> [Required work]:
(1) Translate this sentence from the newsgroup post on Luftwaffe sortie rates into Spanish: "So fighter numbers were not the same limit in mid 1940."
(2) Extend the newsgroup exchange about Luftwaffe sortie rates in 1940, picking up right after its final sentence.

> [Extract provided]:
┌──
"Louis C"
news:38660ce0-6de5-4f2f-83f7-749ee09ae0dc@e25g2000prg.googlegroups.com...
> Geoffrey Sinclair wrote:
>
>> Rich wrote i
>> > Quite simply, it also lacked the ability to generate a daily sortie
>> > rate that came even close to matching its numercial strength.
>
>> Has there been any work done on the causes of the sortie rate?
>
> I may be a little lost about the actual date, given how this thread
> seems to be doing the time warp again, but assuming we're still in
> 1940 then in May and June the Luftwaffe was by far the best of the
> belligerent air forces in terms of sortie generation.
Well Rich was talking Battle of Britain, and the number of Luftwaffe
fighters was very much a limit then. In the Battle of France the
allied air forces for a start lacked the ground control and secure
airbases to really go after the Luftwaffe, so at the end of the June
fighting the Bf110, despite some warnings, was still rated as a good
day fighter. So fighter numbers were not the same limit in mid 1940.
> By the time of the Battle of Britain, it fell behind though I'm not
> sure how much was an actual loss of capability as opposed to a change
> in the mission profile.
Hence the questions I asked about what factors were contributing.
> Given that in the Battle of Britain it was
> doing escorted bombing raids, this required lots of planning as
> opposed to simply sending fighter sweeps and more or less impromptu
> (or un-escorted) bomber strikes.
└──
> [Record excerpts]:
┌──
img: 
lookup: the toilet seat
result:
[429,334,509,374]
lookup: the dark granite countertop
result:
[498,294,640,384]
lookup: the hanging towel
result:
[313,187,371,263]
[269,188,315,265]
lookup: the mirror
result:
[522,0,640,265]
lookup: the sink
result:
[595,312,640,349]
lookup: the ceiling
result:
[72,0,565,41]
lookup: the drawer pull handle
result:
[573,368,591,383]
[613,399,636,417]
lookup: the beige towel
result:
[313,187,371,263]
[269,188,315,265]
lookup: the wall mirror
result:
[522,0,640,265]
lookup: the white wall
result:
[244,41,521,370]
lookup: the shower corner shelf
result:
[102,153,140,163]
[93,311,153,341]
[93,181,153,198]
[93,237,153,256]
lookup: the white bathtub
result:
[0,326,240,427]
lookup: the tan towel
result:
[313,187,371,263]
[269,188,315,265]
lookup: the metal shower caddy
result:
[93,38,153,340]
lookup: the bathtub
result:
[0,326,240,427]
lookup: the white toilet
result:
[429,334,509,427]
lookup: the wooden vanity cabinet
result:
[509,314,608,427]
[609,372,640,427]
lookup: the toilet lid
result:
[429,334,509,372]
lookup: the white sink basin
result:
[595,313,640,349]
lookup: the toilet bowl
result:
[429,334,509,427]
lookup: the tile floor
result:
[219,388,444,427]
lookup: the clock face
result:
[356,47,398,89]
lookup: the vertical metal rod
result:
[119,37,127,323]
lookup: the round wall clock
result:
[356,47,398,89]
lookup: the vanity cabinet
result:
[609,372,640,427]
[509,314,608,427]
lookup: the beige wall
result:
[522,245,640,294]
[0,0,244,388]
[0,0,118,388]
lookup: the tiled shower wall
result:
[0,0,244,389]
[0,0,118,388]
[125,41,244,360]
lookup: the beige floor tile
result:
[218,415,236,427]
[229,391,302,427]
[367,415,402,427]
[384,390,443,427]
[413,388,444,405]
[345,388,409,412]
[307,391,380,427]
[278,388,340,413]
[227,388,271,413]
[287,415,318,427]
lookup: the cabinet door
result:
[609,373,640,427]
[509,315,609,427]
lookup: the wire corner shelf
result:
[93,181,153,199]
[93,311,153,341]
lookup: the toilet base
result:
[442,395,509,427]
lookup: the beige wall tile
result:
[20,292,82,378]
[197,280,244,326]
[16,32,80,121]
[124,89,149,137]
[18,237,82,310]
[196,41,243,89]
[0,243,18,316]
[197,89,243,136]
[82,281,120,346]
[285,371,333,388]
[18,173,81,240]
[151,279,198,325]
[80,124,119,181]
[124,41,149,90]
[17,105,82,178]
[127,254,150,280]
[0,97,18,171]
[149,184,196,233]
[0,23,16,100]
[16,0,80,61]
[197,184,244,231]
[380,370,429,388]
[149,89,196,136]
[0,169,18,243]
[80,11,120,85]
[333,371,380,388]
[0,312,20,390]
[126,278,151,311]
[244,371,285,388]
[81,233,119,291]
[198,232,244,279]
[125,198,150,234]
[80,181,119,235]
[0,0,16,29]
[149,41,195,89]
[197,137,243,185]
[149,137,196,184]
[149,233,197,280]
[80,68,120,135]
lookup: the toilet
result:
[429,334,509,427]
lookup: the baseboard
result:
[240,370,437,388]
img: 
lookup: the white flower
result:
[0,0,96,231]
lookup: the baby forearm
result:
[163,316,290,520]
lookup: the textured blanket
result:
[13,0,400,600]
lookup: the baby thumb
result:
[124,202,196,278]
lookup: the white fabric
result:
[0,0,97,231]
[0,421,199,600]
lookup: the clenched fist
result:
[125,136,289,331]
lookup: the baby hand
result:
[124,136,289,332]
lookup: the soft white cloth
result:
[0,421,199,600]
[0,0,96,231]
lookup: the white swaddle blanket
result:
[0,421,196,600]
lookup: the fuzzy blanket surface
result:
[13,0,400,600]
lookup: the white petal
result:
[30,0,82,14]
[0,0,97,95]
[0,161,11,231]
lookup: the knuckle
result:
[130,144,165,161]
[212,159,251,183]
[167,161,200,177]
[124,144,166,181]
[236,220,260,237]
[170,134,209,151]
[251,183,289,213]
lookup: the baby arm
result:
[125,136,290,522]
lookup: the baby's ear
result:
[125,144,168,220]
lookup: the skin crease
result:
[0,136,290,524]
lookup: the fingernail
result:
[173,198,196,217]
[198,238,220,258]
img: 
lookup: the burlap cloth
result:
└──
> [Results for each task]:
(1) Así que el número de cazas no era la misma limitación a mediados de 1940.

(2)
Yet there had to be good planning to handle interdiction when the
army was advancing so well.
The short range of the Bf109 and Ju87 meant they lost efficiency
as they had to keep moving bases. The early Luftwaffe raids on
Dunkirk were limited by the ranges involved.
We know sortie rates decline as fighting intensifies unless there is
a very good supply system in action. We know sortie rates decline
as the strength of the defences increases, the need for "proper"
escorts, the way a small defect in an aircraft matters more when the
defences are stronger or the ranges longer.
> By contrast, the RAF couldn't know exactly where and when the
> Luftwaffe would strike so it had to do a lot of fighter patrols just
> to be on the safe side, and the respective sortie totals reflect
> that.
Agreed, there were all those convoys for example. The RAF
was also operating out of its prepared airfields.
The RAF kept doing raids on Luftwaffe airfields, which forced
the Luftwaffe to hold back fighters for protection, plus others to
confront RAF fighters following the Luftwaffe back across the
channel.
> My point is that had this been a more free for all situation as occurs
> over a ground front, the Luftwaffe vs RAF sortie total would probably
> look better for the Germans, though how much better I don't know.
Agreed, and agreed on how much better being an unknown, hence
my questions.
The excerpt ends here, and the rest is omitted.